- Online cards seller reiterates 2023 guidance
- Record UK Mother’s Day delivered
- Confident of revenue growth return in 2024
Given headwinds from postal strikes, the post-pandemic return to in-store shopping and a cost-of-living squeeze, investors had feared another guidance cut from Moonpig (MOON), one of the retail sector’s most-shorted stocks.
However, shares in the online greetings cards and gifting platform rallied 18% to 134p after the company not only reiterated its guidance for the year ending 30 April 2023 but also gave an optimistic outlook for full year 2024.
EXHIBITING RESILIENCE
In a brief update, Moonpig insisted trading has been resilient across the second half of the year to date and said it recorded its largest ever week of sales in the UK ahead of Mother’s Day.
As a result, expectations for 2023 annual revenue, which were pruned back in December after orders were impacted by Royal Mail strikes, remain reassuringly unchanged at around £320 million.
And Moonpig is also sticking to its 2023 adjusted earnings before interest, tax, depreciation and amortisation (EBITDA) guidance, with consensus calling for 11% year-on-year growth to £83 million.
Strategic investments in technology and data have helped to underpin the profitability of the brand famed for its catchy jingle.
REVENUE GROWTH RETURN
While the online cards and gifts seller remains ‘mindful’ of the tough macroeconomic environment, Moonpig expects revenue to be in growth across the year to April 2024, albeit growth will be weighted towards the second half of the year.
Broker Liberum Capital, which likes Moonpig for its 70% online market share, ‘best-in-class’ 25% to 26% EBITDA margin and free cash flow generation, is forecasting sales of £333 million and adjusted EBITDA of £86.5 million for 2024, both up 5% year-on-year.
Moonpig’s CEO Nickyl Raithatha insisted ‘leading market positions, strong customer retention, high profitability and robust cash generation equip us to navigate all stages of the economic cycle’.
He added: ‘We are excited to return to revenue growth in the year ahead, underpinned by continued investments in our technology, marketing and operational capabilities. As the clear online leader in greetings cards, Moonpig is well positioned to benefit from the long-term structural market shift to online.’
THE EXPERT’S VIEW
Russ Mould, investment director at AJ Bell, pointed out that many people had been quick to write off Moonpig as a Covid winner and a post-pandemic loser, but this latest update proves this theory wrong for the online card seller.

◇ ◇ ◇ ◇

● **What you need to do**:
Continue the Moonpig trading-update article from its final sentence onward.

◇ ◇ ◇ ◇

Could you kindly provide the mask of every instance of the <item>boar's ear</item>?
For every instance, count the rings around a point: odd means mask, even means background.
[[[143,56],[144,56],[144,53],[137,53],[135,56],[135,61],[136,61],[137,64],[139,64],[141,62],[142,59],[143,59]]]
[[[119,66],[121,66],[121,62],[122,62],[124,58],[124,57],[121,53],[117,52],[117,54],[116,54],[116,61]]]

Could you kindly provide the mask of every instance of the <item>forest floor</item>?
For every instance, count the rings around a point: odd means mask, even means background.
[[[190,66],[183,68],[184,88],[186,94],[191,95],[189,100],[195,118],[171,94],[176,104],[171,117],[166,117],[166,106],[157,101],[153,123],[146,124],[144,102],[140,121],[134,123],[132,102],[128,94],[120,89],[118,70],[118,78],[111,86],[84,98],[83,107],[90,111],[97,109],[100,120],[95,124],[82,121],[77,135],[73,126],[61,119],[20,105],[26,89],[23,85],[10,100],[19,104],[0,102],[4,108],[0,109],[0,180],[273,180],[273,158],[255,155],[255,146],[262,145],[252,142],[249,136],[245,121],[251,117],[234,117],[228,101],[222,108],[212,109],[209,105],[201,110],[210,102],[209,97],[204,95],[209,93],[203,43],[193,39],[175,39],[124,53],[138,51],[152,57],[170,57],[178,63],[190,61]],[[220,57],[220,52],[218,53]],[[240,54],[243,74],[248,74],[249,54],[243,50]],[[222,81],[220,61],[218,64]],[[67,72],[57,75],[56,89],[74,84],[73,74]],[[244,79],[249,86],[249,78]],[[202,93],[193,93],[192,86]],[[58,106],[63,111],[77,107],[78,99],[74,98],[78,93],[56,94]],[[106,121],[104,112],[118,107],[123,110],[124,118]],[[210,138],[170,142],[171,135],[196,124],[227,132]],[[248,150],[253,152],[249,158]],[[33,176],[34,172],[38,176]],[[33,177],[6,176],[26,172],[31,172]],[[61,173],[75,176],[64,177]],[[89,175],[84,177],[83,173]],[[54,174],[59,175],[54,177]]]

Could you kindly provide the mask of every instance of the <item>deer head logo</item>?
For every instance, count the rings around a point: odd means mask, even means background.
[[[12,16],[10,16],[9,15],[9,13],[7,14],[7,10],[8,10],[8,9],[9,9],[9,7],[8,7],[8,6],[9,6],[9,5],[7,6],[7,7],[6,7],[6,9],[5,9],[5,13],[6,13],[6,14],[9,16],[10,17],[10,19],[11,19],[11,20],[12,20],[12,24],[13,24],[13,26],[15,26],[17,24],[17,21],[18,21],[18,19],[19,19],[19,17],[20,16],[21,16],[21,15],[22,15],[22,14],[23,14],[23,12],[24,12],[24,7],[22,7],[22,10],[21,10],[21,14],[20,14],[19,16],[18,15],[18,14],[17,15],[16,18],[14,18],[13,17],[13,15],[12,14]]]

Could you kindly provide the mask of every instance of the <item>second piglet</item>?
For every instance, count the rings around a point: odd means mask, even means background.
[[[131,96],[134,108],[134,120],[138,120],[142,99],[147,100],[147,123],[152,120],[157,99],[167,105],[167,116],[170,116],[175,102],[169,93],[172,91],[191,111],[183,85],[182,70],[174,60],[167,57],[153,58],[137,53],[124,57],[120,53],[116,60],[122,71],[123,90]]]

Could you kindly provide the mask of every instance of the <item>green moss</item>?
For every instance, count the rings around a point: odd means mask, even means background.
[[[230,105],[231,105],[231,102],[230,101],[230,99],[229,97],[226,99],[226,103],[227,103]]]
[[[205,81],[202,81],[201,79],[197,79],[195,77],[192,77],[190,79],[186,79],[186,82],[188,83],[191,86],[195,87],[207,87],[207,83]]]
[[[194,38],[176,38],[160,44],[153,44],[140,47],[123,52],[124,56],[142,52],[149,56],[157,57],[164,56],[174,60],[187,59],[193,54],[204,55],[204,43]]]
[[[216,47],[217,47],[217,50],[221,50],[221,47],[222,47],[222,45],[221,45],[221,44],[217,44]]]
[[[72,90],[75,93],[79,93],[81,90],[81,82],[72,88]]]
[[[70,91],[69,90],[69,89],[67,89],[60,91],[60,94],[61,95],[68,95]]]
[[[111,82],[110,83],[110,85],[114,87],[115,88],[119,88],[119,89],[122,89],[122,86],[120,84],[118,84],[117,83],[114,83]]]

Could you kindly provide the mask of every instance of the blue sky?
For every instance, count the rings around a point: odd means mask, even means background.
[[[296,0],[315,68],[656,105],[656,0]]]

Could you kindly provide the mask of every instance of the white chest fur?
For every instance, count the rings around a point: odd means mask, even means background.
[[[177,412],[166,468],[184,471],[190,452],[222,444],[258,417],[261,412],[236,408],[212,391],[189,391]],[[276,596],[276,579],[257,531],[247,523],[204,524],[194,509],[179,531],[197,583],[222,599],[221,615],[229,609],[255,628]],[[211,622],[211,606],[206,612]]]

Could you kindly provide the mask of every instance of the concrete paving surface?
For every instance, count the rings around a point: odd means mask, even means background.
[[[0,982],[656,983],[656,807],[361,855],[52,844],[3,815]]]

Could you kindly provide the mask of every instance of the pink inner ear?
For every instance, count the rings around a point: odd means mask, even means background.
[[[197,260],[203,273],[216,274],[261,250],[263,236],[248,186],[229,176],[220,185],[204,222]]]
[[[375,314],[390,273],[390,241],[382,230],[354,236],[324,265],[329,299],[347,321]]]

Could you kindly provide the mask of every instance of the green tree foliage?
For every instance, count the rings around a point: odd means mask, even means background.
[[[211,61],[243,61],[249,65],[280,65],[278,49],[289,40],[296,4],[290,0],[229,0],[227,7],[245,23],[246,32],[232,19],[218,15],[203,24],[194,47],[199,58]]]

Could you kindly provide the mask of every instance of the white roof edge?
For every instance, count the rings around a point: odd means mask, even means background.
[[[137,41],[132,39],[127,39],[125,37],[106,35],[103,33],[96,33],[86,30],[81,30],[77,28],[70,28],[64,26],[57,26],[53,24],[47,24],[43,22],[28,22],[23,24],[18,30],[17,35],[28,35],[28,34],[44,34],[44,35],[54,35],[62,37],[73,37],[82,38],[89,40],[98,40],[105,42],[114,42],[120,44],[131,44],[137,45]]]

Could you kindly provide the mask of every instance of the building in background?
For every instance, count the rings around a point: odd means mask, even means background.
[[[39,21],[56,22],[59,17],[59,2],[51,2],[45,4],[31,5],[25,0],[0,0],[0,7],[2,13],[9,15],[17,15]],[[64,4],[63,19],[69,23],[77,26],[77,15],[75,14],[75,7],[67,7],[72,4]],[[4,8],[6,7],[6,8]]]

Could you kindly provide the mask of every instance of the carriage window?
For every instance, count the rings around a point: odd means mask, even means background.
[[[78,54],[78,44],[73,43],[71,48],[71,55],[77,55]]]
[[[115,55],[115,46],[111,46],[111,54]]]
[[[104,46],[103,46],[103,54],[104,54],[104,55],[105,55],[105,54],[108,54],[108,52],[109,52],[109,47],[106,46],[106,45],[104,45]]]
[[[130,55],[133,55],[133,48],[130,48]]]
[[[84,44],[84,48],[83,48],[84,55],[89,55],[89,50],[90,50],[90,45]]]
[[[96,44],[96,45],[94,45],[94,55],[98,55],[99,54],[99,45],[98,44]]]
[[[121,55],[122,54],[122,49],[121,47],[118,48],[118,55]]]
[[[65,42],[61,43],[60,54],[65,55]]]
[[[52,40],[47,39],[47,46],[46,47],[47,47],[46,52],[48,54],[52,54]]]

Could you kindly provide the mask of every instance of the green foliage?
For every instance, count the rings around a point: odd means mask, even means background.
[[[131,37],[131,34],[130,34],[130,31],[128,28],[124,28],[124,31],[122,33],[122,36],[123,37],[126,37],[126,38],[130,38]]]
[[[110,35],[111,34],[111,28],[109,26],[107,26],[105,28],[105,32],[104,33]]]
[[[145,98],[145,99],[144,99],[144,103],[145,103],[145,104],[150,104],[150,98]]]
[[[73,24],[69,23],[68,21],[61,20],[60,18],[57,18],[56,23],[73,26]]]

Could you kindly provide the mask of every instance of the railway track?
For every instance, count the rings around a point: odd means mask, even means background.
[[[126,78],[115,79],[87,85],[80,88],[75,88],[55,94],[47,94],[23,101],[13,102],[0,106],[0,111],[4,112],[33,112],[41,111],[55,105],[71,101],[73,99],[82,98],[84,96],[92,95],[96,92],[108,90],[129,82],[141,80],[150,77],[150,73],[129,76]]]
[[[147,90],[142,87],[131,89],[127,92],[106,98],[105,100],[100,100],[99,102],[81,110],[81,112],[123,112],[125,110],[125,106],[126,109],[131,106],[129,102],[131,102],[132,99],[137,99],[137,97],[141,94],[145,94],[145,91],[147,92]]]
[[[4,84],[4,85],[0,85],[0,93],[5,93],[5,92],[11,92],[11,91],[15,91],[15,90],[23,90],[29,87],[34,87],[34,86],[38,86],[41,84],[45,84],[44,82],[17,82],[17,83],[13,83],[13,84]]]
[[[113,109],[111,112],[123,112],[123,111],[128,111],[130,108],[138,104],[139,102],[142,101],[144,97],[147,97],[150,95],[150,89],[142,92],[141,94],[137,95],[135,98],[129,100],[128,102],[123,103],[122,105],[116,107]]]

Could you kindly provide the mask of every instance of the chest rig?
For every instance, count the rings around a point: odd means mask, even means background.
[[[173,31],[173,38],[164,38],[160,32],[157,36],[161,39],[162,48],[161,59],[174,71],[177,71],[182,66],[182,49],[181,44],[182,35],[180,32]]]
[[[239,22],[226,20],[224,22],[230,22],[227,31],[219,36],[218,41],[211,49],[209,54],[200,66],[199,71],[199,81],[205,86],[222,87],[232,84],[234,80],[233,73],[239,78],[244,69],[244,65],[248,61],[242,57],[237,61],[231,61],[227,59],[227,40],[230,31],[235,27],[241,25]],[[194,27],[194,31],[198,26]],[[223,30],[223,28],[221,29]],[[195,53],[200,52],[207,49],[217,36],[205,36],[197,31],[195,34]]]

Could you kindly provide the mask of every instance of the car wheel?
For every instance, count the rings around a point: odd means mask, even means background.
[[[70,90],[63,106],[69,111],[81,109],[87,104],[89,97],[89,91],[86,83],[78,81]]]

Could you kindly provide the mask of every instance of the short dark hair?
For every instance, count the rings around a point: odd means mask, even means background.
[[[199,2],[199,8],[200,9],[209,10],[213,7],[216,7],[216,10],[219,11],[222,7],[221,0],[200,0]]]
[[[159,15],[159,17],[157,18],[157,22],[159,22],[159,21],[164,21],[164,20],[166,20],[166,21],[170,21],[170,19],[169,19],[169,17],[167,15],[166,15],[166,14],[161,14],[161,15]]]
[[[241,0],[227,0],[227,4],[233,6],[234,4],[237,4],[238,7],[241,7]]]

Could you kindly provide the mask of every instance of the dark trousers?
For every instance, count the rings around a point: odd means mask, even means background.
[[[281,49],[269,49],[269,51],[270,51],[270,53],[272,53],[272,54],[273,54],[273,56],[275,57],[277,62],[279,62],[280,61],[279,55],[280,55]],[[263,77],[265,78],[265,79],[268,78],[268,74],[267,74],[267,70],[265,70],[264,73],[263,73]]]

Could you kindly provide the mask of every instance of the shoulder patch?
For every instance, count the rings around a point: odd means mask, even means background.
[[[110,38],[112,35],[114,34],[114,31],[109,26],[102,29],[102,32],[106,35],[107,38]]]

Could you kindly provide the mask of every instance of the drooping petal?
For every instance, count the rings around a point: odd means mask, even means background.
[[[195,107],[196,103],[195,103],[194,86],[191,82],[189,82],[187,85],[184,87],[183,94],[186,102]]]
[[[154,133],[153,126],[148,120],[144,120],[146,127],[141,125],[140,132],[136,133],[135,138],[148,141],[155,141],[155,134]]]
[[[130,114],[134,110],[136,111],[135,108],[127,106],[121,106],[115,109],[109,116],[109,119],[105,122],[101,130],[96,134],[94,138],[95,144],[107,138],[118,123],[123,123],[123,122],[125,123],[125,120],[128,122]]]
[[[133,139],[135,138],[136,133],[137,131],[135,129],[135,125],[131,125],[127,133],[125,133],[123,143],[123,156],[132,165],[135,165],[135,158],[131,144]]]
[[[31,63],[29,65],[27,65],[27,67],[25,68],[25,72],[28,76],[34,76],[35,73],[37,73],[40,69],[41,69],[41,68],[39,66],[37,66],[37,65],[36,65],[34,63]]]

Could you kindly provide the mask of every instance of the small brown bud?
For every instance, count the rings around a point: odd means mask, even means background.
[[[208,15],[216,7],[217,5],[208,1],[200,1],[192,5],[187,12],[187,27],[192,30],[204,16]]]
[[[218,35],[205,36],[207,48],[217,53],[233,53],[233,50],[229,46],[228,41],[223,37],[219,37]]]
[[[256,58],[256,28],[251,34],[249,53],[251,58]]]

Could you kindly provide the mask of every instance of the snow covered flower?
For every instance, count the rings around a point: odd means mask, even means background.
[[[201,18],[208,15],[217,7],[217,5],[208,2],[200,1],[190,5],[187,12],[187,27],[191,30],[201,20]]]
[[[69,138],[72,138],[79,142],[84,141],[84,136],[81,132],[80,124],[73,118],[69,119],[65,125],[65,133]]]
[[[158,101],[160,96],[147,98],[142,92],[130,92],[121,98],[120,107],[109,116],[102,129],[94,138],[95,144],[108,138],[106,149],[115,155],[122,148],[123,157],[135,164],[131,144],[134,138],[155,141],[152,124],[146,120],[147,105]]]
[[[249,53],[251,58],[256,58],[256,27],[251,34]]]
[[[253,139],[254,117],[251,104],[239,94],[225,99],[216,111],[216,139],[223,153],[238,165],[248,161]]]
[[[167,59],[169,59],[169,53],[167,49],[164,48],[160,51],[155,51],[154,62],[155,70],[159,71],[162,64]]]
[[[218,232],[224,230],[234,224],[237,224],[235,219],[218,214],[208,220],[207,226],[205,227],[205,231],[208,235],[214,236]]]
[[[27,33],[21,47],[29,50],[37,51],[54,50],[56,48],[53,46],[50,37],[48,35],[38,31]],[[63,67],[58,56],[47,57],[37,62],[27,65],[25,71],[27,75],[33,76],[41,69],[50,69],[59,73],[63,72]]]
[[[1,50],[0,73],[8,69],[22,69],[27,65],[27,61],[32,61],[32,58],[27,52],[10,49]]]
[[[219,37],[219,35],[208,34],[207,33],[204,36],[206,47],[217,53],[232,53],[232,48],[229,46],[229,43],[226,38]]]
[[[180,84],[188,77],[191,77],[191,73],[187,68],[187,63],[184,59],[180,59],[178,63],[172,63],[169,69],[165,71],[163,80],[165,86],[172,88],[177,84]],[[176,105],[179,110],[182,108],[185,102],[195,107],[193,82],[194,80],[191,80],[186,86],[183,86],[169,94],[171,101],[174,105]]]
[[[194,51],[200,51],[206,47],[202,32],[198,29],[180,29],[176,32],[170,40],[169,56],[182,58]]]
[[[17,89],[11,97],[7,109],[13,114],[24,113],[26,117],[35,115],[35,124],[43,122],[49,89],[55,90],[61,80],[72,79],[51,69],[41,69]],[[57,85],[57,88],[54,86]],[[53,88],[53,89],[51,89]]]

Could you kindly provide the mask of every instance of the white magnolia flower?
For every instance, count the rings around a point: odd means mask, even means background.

◇ ◇ ◇ ◇

● **Exercise result**:
However, there are ‘still reasons to be slightly sceptical’, said Mould, with growth set to be weighted towards the six month period ending 30 April 2024.
‘That emphasises how it is a seasonal business with calendar events such as Christmas, Valentine’s Day and Mother’s Day key sales drivers.
‘Since joining the stock market, Moonpig has been at pains to explain its strategy of generating revenue from a broader base of items and to smooth out its revenue across the year. Gifts were the key to its growth, offering people the convenience of being able to send chocolates, flowers or even facilitating a skydive. That part of its growth plan hasn’t quite worked out as planned.’
Mould continued: ‘Ultimately Moonpig still has a big job to prove that it can deliver on the hype around the stock at the time of its initial public offering (IPO). Namely proving there is structural shift to buying goods online. The recent messages from high street card seller Card Factory (CARD) would suggest there is still life in physical stores so Moonpig needs to work harder to deliver the goods.’
Disclaimer: Financial services company AJ Bell referenced in the article owns Shares magazine. The author of the article (James Crux) and the editor of the article (Daniel Coatsworth) own shares in AJ Bell.